--- PROVIDED ENTRIES ---
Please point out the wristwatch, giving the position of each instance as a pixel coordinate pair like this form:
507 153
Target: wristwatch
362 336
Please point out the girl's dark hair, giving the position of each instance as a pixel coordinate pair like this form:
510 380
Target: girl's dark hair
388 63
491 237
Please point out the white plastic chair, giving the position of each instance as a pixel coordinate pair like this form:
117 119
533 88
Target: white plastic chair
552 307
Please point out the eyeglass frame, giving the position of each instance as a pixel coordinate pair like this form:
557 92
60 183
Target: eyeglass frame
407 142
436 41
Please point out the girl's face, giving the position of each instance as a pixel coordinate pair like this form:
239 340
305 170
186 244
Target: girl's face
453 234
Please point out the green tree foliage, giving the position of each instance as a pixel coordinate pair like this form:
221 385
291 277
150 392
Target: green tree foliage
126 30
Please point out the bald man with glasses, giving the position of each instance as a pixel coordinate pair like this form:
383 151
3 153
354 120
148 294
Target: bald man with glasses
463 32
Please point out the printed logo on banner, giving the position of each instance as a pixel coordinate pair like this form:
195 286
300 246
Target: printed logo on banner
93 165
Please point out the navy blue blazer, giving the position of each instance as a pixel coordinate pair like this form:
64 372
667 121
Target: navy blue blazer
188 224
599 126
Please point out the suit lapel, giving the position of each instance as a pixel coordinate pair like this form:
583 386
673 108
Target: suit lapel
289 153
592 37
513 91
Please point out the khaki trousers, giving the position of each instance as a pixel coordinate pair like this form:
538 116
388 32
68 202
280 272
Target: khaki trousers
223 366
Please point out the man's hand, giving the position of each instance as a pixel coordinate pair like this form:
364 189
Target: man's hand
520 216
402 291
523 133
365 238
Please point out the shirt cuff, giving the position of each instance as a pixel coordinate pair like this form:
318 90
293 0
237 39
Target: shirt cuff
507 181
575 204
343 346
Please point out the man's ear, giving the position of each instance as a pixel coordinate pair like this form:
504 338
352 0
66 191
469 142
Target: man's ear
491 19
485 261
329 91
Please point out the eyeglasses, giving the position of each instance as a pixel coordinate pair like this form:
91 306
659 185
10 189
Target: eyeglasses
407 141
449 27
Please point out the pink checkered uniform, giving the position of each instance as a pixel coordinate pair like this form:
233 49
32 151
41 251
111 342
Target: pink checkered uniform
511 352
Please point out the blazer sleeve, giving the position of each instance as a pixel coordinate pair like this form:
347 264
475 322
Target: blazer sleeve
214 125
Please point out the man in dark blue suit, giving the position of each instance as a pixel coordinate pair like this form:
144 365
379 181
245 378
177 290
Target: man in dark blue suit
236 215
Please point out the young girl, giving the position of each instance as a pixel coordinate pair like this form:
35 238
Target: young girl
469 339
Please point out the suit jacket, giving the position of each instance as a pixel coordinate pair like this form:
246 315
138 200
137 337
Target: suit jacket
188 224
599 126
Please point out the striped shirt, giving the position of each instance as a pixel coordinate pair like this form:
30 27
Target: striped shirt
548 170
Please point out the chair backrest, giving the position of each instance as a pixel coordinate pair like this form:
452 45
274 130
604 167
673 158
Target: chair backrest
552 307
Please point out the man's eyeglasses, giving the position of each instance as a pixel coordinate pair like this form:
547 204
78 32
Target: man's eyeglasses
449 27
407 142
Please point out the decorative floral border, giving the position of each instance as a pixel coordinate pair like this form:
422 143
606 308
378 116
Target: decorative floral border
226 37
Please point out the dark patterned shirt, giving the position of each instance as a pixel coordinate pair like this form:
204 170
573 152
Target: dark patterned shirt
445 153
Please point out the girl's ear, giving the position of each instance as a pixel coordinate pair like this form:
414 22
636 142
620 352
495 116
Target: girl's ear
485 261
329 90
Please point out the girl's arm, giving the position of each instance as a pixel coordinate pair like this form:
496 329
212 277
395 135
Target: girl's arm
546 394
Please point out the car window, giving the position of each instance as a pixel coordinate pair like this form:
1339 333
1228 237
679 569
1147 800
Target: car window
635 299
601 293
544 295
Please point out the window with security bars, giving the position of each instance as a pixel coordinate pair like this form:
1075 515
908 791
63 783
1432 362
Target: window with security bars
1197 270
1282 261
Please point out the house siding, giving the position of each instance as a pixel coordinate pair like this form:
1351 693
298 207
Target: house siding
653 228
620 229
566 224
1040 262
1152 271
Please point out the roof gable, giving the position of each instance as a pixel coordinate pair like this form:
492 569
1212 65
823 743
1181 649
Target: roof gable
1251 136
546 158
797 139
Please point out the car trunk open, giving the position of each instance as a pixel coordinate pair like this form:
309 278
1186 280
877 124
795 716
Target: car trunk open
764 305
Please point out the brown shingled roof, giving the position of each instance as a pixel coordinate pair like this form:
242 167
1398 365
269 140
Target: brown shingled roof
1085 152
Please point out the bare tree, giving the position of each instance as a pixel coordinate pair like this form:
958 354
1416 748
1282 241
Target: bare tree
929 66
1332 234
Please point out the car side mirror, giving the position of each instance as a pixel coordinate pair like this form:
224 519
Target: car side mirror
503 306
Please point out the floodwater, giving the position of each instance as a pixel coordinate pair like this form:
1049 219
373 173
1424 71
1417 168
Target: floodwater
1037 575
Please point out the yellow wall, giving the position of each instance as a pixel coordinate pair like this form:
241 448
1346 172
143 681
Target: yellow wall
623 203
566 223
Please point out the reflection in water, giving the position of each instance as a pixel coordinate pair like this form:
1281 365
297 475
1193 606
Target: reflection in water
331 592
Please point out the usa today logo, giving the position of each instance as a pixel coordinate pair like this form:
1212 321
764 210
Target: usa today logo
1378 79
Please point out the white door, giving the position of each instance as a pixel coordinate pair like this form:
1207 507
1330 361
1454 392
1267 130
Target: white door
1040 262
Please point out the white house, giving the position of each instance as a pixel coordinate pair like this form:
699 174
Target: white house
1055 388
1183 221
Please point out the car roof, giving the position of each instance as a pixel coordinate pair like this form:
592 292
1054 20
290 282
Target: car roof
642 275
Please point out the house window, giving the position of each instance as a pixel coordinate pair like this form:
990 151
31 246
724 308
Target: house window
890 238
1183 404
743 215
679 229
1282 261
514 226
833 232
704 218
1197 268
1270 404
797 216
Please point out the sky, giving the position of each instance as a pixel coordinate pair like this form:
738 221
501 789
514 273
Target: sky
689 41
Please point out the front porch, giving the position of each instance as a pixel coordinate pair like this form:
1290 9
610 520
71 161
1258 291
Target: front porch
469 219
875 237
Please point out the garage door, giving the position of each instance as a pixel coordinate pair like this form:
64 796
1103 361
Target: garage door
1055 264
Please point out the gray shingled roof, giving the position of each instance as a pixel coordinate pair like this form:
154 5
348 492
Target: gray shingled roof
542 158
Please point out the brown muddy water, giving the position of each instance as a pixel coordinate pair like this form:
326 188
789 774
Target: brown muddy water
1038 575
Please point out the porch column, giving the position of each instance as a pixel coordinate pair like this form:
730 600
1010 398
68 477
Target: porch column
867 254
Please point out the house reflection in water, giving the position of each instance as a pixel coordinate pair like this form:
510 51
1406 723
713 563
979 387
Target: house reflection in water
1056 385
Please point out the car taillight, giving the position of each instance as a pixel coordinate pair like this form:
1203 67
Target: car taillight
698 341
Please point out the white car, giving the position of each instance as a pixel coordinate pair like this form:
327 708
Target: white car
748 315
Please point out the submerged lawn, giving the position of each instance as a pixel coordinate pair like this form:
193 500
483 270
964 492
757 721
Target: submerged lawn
---
→ **EXERCISE OBJECTIVE**
Repeat the records exactly, including every line.

→ **ANSWER BOX**
Please point out the wristwatch, giving the position of each instance as a pixel coordinate pair like this form:
507 153
Target: wristwatch
362 336
Please point out the girl's dark hair, giving the position of each instance as a pixel coordinate pair like this form:
510 380
Target: girl's dark hair
388 63
491 237
Please point out the white plastic chair, giving the position of each instance as a pixel coordinate pair like this form:
117 119
533 88
Target: white plastic chair
552 307
Please point out the eyeglass frame, giving the position of each instance as a pixel coordinate pair like this form:
557 92
60 183
Target: eyeglass frame
407 142
436 41
Please point out the girl's face, giving the position of each instance as a pixel coordinate pair like this form:
239 340
305 170
186 244
Target: girl's face
453 234
Please point out the green tree foliage, giving the position of each instance as a pixel coordinate pair like this form:
221 385
291 277
150 392
Target: green tree foliage
126 30
Please point out the bald man with glasses, giving the position of each instance as a pixel coordinate pair like this form:
383 151
3 153
354 120
148 294
Target: bald man with glasses
463 32
Please point out the printed logo on banner, giving the position of each instance as a pixel coordinate pair like this form:
195 286
300 246
Target: printed logo on banner
93 165
Please point out the navy blue blazer, giving the position of each instance as a pixel coordinate pair like this form:
64 372
667 121
Target: navy blue blazer
188 224
599 126
Please point out the suit lapel, giving the position of each instance as a pixel coordinate pair like this form:
583 386
673 108
Target: suit lapel
289 153
592 37
513 91
Please point out the khaki trousers, giving the position of each instance as a pixel coordinate pair like this form:
538 116
388 32
68 202
280 272
Target: khaki trousers
223 366
Please point out the man's hand, giving the position of each instance as a pixel coordinate pair like this form:
364 189
Target: man's hand
520 216
402 291
523 133
365 238
Please point out the shirt cuff, giving the position of each instance as a pixel coordinate pair like this form:
318 90
293 0
237 39
Target: shirt cuff
507 181
575 204
343 346
Please point out the man's ear, giving the position of each instance as a pixel coordinate pair like this form:
504 338
352 0
66 191
469 142
Target: man's ear
491 19
485 261
329 91
Please point out the eyeglasses, giving the position of each instance as a pixel coordinate pair like this form:
91 306
659 185
10 189
Target: eyeglasses
407 141
449 27
Please point out the pink checkered uniform, giving the position of each instance as a pixel coordinate pair like this form:
233 49
32 151
41 251
111 342
Target: pink checkered uniform
511 352
Please point out the blazer sleeve, giving the position of each instance as a pixel coordinate pair like this form:
347 264
475 322
Target: blazer sleeve
214 125
Please point out the man in dark blue suit, giving the position of each instance as a pixel coordinate pair like this form:
144 365
379 181
245 378
177 290
Target: man in dark blue suit
236 215
Please point out the young girl, giving the position of each instance as a pixel coordinate pair like this form:
35 238
Target: young girl
469 339
Please point out the suit jacket, giving the position of each instance as a pixel coordinate pair like this form:
246 315
138 200
137 337
Target: suit jacket
188 224
599 126
Please point out the striped shirt, giving the position of each instance as a pixel coordinate pair like this form:
30 27
Target: striped shirt
548 170
Please point out the chair backrest, giving the position of each instance as a pixel coordinate pair like this form:
452 45
274 130
604 167
673 158
Target: chair backrest
552 307
Please point out the man's eyeglasses, giving the position of each instance as a pixel coordinate pair like this form:
547 204
78 32
Target: man's eyeglasses
449 27
407 142
Please point out the decorative floral border, giving the position of each instance as a pixel coordinate pair like this form:
422 143
606 308
378 116
Target: decorative floral border
226 37
Please point out the dark patterned shirt, giving the position of each instance as a pixel coordinate pair like this form:
204 170
573 152
Target: dark patterned shirt
445 153
Please point out the girl's ear, giving the position of each instance as a pixel coordinate pair like this form:
414 22
636 142
620 352
495 116
Target: girl's ear
485 261
329 90
Please point out the girl's arm, giving the position of each instance as a pixel coordinate pair like this form:
496 329
212 277
395 135
Target: girl's arm
546 394
Please point out the car window, giving the position of each instance as a pixel coordinate pair like this form:
1339 333
1228 237
679 569
1147 800
Target: car window
635 299
601 293
544 295
Please point out the window with security bars, giving the position of each instance as a pixel coordinate pair like this form:
1075 515
908 791
63 783
1432 362
Target: window with security bars
1197 270
1282 261
Please point out the house siding, giving the position of each instance as a pixel coordinate pair like this form:
1351 693
298 207
Target: house siding
653 228
620 229
566 224
1040 262
1152 271
Please point out the roof gable, giving the position of each instance as a pixel coordinate pair like this form:
492 569
1212 65
823 743
1181 649
Target: roof gable
1251 136
546 158
797 139
Please point out the car trunk open, giving the position of each instance as a pixel coordinate pair like this form:
309 278
1186 280
877 124
795 716
Target: car trunk open
764 305
Please point out the brown shingled roof, giving the position of each instance as a pixel coordinate pair like this form:
242 167
1398 365
269 140
Target: brown shingled roof
1085 152
Please point out the bare tree, giving the position of each instance as a pixel coordinate pair like this form:
958 354
1416 748
1282 241
Target: bare tree
929 66
1332 234
Please point out the car side mirror, giving the position of each instance as a pixel coordinate pair like this form:
224 519
Target: car side mirror
503 306
Please point out the floodwater, giving the position of each instance as a pixel coordinate pair like this form:
1049 219
373 173
1424 71
1417 168
Target: floodwater
1037 575
Please point out the yellow wall, giving the position of each instance as a pixel coordinate pair like this form:
241 448
1346 172
143 681
Target: yellow wall
623 203
566 223
Please point out the reflection in water, giving the position of each instance as a pixel coordinate pair like this form:
1281 365
297 475
1193 606
Target: reflection in water
331 592
Please point out the usa today logo, giving the position of each instance as a pixel coordinate pair like this form:
1212 321
764 210
Target: usa today logo
1378 79
Please point out the white door, giving the position of each instance as a pixel coordinate pair like this form:
1207 507
1330 361
1454 392
1267 130
Target: white door
1040 262
Please point out the white house, giving the position of each instance as a pixel coordinate pair like this form:
699 174
Target: white house
1055 388
1183 221
Please point out the car roof, giving the position of each instance as a pixel coordinate pair like this form:
592 292
1054 20
290 282
Target: car roof
642 275
Please point out the house window, giving the position of each instance as a pixel coordinate pair like this form:
990 151
31 246
724 308
Target: house window
890 238
1183 404
743 215
679 229
1282 261
514 226
833 232
704 218
1197 268
1270 404
797 216
Please point out the sky, giving the position of each instance as a pixel coordinate pair like this form:
738 221
501 789
514 273
Target: sky
689 41
Please point out the front porch, giving the position of each instance as a pixel coordinate pair like this form:
1290 9
610 520
71 161
1258 291
Target: front porch
469 219
875 237
Please point out the garage door, giving the position of each instance as a pixel coordinate pair like this form:
64 796
1103 361
Target: garage door
1055 264
Please point out the gray shingled roof, giving the position of each instance as a pixel coordinate pair like this form:
154 5
348 492
Target: gray shingled roof
542 158
Please point out the brown muddy water, giving the position of each instance as a pixel coordinate pair like this form:
326 188
789 774
Target: brown muddy water
1038 575
Please point out the porch column, giving the position of each instance as a pixel coordinate pair like this form:
730 600
1010 398
68 477
Target: porch column
867 254
Please point out the house reflection in water, giving the position of each instance as a pixel coordinate pair like this form:
510 51
1406 723
713 563
979 387
Target: house reflection in water
1056 385
Please point out the car taillight, giving the position of each instance as a pixel coordinate pair like this form:
1203 67
Target: car taillight
698 341
Please point out the white car, giving the position of each instance as a pixel coordinate pair like this form:
327 708
Target: white car
748 315
Please point out the submerged lawn, giving the position of each instance as a pixel coordinate pair like this form:
193 500
483 270
964 492
757 721
Target: submerged lawn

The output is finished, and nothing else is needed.